[Pointing records]

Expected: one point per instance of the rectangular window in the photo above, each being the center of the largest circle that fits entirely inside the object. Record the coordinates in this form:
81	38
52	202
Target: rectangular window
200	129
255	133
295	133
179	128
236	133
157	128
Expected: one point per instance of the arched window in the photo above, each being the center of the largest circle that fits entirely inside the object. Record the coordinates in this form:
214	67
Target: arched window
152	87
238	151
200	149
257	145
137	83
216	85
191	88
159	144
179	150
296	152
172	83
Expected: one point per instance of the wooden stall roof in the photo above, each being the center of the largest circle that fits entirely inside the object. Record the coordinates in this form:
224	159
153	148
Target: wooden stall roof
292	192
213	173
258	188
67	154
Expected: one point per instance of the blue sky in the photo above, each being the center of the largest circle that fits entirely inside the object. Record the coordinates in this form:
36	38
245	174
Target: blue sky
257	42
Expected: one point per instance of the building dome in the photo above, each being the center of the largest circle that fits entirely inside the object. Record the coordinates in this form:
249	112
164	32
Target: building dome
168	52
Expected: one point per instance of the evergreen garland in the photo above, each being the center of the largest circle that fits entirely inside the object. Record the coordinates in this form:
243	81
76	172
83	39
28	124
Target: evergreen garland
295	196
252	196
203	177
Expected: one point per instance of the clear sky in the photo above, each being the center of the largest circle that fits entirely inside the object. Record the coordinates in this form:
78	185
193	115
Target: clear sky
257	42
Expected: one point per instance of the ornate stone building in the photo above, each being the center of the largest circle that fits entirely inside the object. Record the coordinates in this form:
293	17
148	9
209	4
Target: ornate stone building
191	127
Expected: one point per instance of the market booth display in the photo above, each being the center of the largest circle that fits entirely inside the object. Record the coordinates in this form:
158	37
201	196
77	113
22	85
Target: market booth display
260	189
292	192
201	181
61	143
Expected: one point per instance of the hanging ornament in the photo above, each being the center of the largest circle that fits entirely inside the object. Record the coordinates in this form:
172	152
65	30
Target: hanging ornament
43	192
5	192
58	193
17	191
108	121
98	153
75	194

→ **Task brief**
Only the lines from the one containing "Expected: one point per instance of the building" to the end of the data should be printed, exactly as they stand.

→ **Worked answer**
Expected: one point per instance of the building dome in the photo above, each being the center of the largest circle that fits entirely inside the object. Record the coordinates in this form:
249	112
164	32
Target: building dome
168	52
Expected: one point per instance of the evergreen garland in the photo above, each being the center of the largest circle that fits entirely inside the object. Record the coordinates in this form:
243	81
76	172
83	39
28	124
Target: evergreen garland
295	196
252	196
203	177
Expected: one point per instance of the clear sky in the photo above, each being the center of the largest circle that fits entirely inside the object. Record the coordinates in this form:
78	185
193	115
Target: clear sky
257	42
Expected: one point per instance of the ornate stone building in the photo above, each being the center of the largest circle that fits entirely inside the object. Record the coordinates in this form:
293	17
148	9
209	4
Target: ornate stone building
191	127
Expected: one point per instance of the market booth display in the photo above, each being the center of the largest circle that fits entirely inside the object. Record the coordinates in this form:
158	37
201	196
77	113
22	85
Target: market booth display
260	189
292	192
201	181
61	143
Expected: one point per instance of the hanging ornament in the photo above, each being the center of the largest circle that fits entirely inside the object. Record the coordinates in this form:
172	152
65	30
Target: hanging ornament
43	192
5	192
58	193
17	191
108	121
98	153
75	194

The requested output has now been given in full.